Saved data entries:
________________
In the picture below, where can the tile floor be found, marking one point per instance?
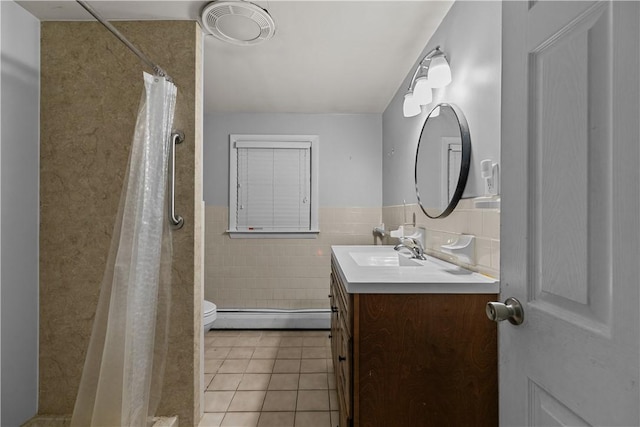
(269, 379)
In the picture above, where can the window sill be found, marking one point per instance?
(260, 234)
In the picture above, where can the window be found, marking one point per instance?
(273, 186)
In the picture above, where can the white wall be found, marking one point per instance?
(470, 35)
(20, 69)
(350, 153)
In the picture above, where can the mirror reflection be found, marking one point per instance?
(442, 160)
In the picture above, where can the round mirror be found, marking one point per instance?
(443, 157)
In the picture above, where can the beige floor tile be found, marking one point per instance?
(211, 419)
(269, 341)
(276, 419)
(275, 333)
(247, 401)
(316, 342)
(217, 401)
(313, 400)
(289, 353)
(217, 352)
(313, 419)
(221, 333)
(265, 353)
(286, 366)
(212, 366)
(313, 365)
(291, 342)
(333, 400)
(240, 353)
(246, 341)
(284, 382)
(225, 382)
(254, 382)
(260, 366)
(313, 382)
(233, 366)
(280, 401)
(315, 352)
(240, 419)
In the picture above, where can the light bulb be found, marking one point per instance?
(410, 107)
(439, 72)
(422, 91)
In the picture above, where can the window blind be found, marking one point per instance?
(273, 187)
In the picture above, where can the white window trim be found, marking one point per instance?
(273, 141)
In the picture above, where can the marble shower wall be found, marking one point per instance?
(90, 91)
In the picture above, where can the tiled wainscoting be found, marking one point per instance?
(279, 273)
(484, 224)
(269, 378)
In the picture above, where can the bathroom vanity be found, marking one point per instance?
(410, 340)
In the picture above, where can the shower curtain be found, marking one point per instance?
(122, 376)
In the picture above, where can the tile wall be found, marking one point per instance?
(279, 273)
(482, 223)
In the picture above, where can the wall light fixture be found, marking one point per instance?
(432, 72)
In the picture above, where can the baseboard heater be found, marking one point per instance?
(272, 319)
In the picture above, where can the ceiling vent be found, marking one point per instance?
(238, 22)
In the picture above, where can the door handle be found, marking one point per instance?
(511, 310)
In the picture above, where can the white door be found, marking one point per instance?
(571, 213)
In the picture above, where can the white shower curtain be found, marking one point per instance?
(122, 377)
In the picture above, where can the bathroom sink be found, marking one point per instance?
(376, 259)
(381, 269)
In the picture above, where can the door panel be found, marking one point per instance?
(570, 223)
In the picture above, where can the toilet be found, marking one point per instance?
(209, 314)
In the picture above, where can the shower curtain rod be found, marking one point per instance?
(156, 69)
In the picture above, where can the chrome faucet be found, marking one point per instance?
(413, 245)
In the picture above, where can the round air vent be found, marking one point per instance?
(238, 22)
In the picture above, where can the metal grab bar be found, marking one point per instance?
(177, 137)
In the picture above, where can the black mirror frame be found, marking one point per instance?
(465, 138)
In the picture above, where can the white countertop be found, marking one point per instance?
(370, 269)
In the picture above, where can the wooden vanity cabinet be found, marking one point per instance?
(412, 360)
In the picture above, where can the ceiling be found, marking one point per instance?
(326, 56)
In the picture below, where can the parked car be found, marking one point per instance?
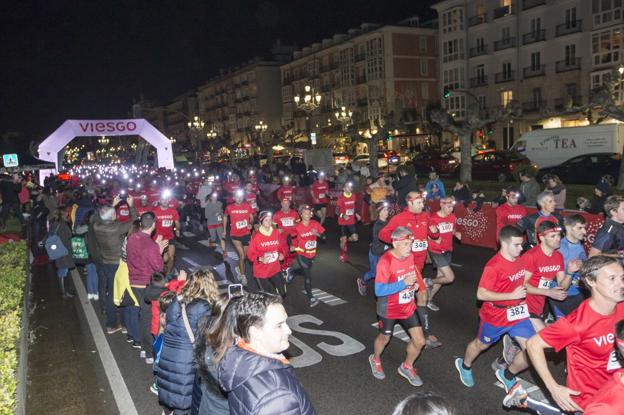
(443, 163)
(585, 169)
(498, 165)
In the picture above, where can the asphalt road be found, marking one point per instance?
(331, 342)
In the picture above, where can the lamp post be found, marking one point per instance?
(310, 101)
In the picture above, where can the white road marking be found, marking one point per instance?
(124, 401)
(327, 298)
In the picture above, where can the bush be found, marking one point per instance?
(12, 279)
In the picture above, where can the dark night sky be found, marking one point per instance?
(88, 59)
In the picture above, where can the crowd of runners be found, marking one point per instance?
(215, 336)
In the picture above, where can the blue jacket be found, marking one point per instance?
(176, 372)
(261, 385)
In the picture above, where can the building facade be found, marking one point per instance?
(371, 71)
(544, 55)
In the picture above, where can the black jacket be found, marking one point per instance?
(261, 385)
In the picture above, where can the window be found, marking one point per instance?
(606, 46)
(506, 97)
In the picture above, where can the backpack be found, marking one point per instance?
(54, 245)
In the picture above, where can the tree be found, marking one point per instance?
(474, 121)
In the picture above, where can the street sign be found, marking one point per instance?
(10, 160)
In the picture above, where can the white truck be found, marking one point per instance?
(552, 146)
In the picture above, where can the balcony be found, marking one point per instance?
(569, 27)
(504, 76)
(477, 20)
(478, 81)
(502, 44)
(568, 102)
(570, 64)
(502, 11)
(531, 71)
(533, 106)
(478, 51)
(533, 37)
(529, 4)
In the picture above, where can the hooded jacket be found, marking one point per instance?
(261, 385)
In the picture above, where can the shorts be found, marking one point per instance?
(489, 334)
(441, 260)
(347, 230)
(386, 326)
(245, 239)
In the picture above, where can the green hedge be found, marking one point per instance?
(13, 258)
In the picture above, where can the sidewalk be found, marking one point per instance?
(65, 375)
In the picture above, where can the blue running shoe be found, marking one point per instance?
(464, 375)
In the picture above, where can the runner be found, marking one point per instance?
(286, 219)
(240, 215)
(320, 197)
(441, 249)
(397, 281)
(304, 240)
(417, 221)
(345, 209)
(167, 218)
(377, 248)
(587, 336)
(265, 253)
(504, 309)
(510, 212)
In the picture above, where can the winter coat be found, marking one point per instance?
(176, 372)
(261, 385)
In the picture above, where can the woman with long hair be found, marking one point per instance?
(176, 372)
(248, 340)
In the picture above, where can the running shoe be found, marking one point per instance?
(376, 368)
(516, 397)
(507, 383)
(510, 349)
(464, 375)
(361, 287)
(410, 374)
(432, 306)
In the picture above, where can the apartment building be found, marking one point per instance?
(537, 53)
(371, 70)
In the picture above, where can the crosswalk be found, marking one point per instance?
(398, 332)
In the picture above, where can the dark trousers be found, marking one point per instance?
(106, 283)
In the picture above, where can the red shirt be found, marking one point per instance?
(446, 226)
(588, 339)
(544, 269)
(305, 238)
(391, 269)
(286, 221)
(239, 218)
(164, 221)
(508, 215)
(503, 276)
(285, 191)
(320, 191)
(268, 248)
(346, 209)
(418, 224)
(609, 400)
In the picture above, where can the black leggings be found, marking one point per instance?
(305, 264)
(272, 285)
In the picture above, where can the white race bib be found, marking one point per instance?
(419, 246)
(544, 283)
(519, 312)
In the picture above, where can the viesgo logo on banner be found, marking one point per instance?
(108, 127)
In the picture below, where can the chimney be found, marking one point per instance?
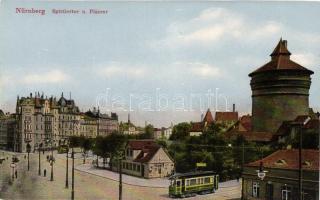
(285, 43)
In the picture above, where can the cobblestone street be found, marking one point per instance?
(29, 185)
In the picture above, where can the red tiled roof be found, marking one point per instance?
(285, 127)
(208, 117)
(245, 121)
(289, 159)
(257, 136)
(226, 116)
(141, 144)
(147, 153)
(281, 61)
(251, 136)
________________
Write out the data above exactly as it appears, but without any image.

EXERCISE ANSWER:
In the picture below, where can the tile floor be found, marking one point per instance?
(269, 379)
In the picture above, where can the window sill be found, marking one point per instance?
(260, 234)
In the picture above, where can the window be found, marking one point per instance?
(273, 186)
In the picture above, where can the white wall be found, marking one point per instance?
(470, 35)
(20, 69)
(350, 153)
In the picture above, where can the mirror reflection be found, marking one point per instance?
(442, 160)
In the picture above, where can the round mirror be found, marking one point per instance?
(443, 157)
In the picture above, where can the beige floor tile be found, marking one point per instance?
(211, 419)
(269, 341)
(276, 419)
(275, 333)
(247, 401)
(316, 342)
(217, 401)
(313, 400)
(289, 353)
(217, 352)
(313, 419)
(221, 333)
(265, 353)
(286, 366)
(212, 366)
(313, 365)
(291, 342)
(333, 400)
(240, 353)
(246, 341)
(284, 382)
(225, 382)
(254, 382)
(260, 366)
(313, 382)
(233, 366)
(280, 401)
(315, 352)
(240, 419)
In the picture above, where can the light bulb be found, marking one point per instance?
(410, 107)
(439, 72)
(422, 91)
In the picture above, where can the window blind be found, marking one point per instance?
(273, 187)
In the picture above, where can the white window trim be found, marking one point per instance?
(273, 141)
In the picture above, where can the marble shower wall be found, marking one point per instance?
(90, 91)
In the picture above, where can the tiled wainscoting be found, marking one point per instance?
(279, 273)
(484, 224)
(269, 378)
In the picture above, where can the bathroom vanity be found, marking one point per instance?
(410, 340)
In the picture above, where can the shower curtain be found, marking one point per instance?
(122, 376)
In the picture above, where can the tile wall be found, marking one point per instance?
(279, 273)
(482, 223)
In the picture above, where can the wall light fixture be found, marking one point per instance?
(432, 72)
In the picture above, where can the baseboard heater be found, marking one point per instance?
(272, 319)
In the picture above, where can the ceiling vent be found, marking one point per instance?
(238, 22)
In the picture above, where can the door handle be found, marking one point per instance?
(511, 310)
In the picture above, where can the white door be found, marking one point per instance?
(571, 213)
In the picture above, where can the white shower curtain be found, marking one point per instance?
(122, 377)
In the picture above, where can the bathroom sink be found, marking one point per instance?
(376, 259)
(381, 269)
In the picture above, where can the door panel be found, marking one point per instance?
(570, 223)
In the picture above, where can the toilet be found, marking one point per instance?
(209, 314)
In the picture above, where can the shower curtain rod be found, marking one point per instance?
(156, 69)
In the picture above, where can the chrome faucet be found, marking one point per instance?
(413, 245)
In the picture above, where can the round air vent be found, marking one point per instance?
(238, 22)
In the picture above, where can the metal grab bar be found, marking one point per instance?
(177, 137)
In the picture above, where can the black mirror frame be found, marking one point per instance?
(465, 138)
In the picture above, where can the white countertop be found, marking one point per instance?
(370, 269)
In the picture above, where can the wooden vanity cabinet be found, marking one point per instance?
(412, 360)
In the picture above, where can the ceiling be found, marking one point per instance?
(326, 56)
In the picture below, where can the parked car be found, marking one point per instance?
(443, 163)
(585, 169)
(498, 165)
In the picture above, where can the asphalt road be found, marking one point per instance?
(331, 342)
In the picture above, where can the lamp post be found, marking one point per instance?
(310, 101)
In the picture above, where can the white road marking be found, marking one point per instance?
(124, 401)
(327, 298)
In the picture above, where can the bush be found, marking one point per instance?
(12, 279)
In the picture above, where can the dark night sky be found, marking one point per instance?
(88, 59)
In the picture above, where can the crowd of runners be found, marking one point per instance?
(215, 336)
In the picture above, where can the blue jacket be found, marking one point per instance?
(176, 372)
(261, 385)
In the picture above, where can the building facade be found, marking one point per instance?
(371, 71)
(544, 55)
In the picture above, where can the black jacket be found, marking one point per instance?
(261, 385)
In the picture above, where can the window be found, marking one point per instance?
(606, 46)
(506, 97)
In the picture above, where can the backpack be found, marking one point per instance?
(54, 245)
In the picture above, where can the tree be found, marking one point per instance?
(474, 121)
In the picture above, where can the street sign be found, marking one point per instance?
(10, 160)
In the picture above, where can the white truck be found, marking one point per instance?
(552, 146)
In the picture above, where can the balcony be found, marking one point per instance?
(569, 27)
(504, 76)
(477, 20)
(478, 81)
(502, 44)
(568, 102)
(570, 64)
(502, 11)
(531, 71)
(533, 106)
(478, 51)
(533, 37)
(529, 4)
In the picture above, where can the hooded jacket be found, marking one point per instance?
(261, 385)
In the picture above, where can the shorts be found, marking one point per instance?
(489, 334)
(441, 260)
(347, 230)
(386, 326)
(245, 239)
In the picture above, where can the green hedge be found, marking one point per instance?
(13, 258)
In the picture above, where can the sidewalk be found, marking one point per instance?
(65, 375)
In the picture above, where can the blue running shoe be found, marking one point per instance?
(464, 375)
In the picture above, where can the runner be found, marking one point per instance?
(286, 219)
(240, 215)
(320, 197)
(441, 249)
(397, 281)
(304, 240)
(417, 221)
(345, 209)
(167, 218)
(377, 248)
(587, 336)
(265, 253)
(504, 309)
(510, 212)
In the picture above, where can the winter coat be found, marking one point per instance?
(176, 372)
(261, 385)
In the picture above, where can the woman with long hair be found, marking one point per instance?
(176, 372)
(248, 340)
In the picture above, where can the running shoe be found, marking one point per instance?
(376, 368)
(516, 397)
(507, 383)
(510, 349)
(464, 375)
(361, 287)
(410, 374)
(432, 306)
In the picture above, where can the apartment building be found, marking one point per instance?
(537, 53)
(371, 70)
In the picture above, where can the crosswalk be found, marking one point per instance?
(398, 332)
In the picture above, where can the dark trousers be found, marking one point per instance?
(106, 283)
In the picture above, where can the red shirt be found, marking one point per instance?
(446, 226)
(588, 339)
(544, 269)
(305, 238)
(391, 269)
(286, 221)
(239, 218)
(164, 221)
(508, 215)
(503, 276)
(285, 191)
(320, 191)
(268, 248)
(346, 209)
(418, 224)
(609, 400)
In the picture above, where can the black leggings be found, marking one point per instance?
(305, 264)
(272, 285)
In the picture above, where can the white race bib be found, marking one point per instance?
(419, 246)
(544, 283)
(519, 312)
In the picture above, where can the viesgo logo on banner be found, marking one point per instance?
(108, 127)
In the picture below, where can the chimney be found, marking one point per instance?
(285, 43)
In the picture above, where can the cobblestone street be found, marking one point per instance?
(29, 185)
In the picture above, where can the red tiled roof be found, marking one point per instance?
(285, 127)
(208, 117)
(245, 121)
(289, 159)
(257, 136)
(226, 116)
(141, 144)
(147, 153)
(281, 61)
(251, 136)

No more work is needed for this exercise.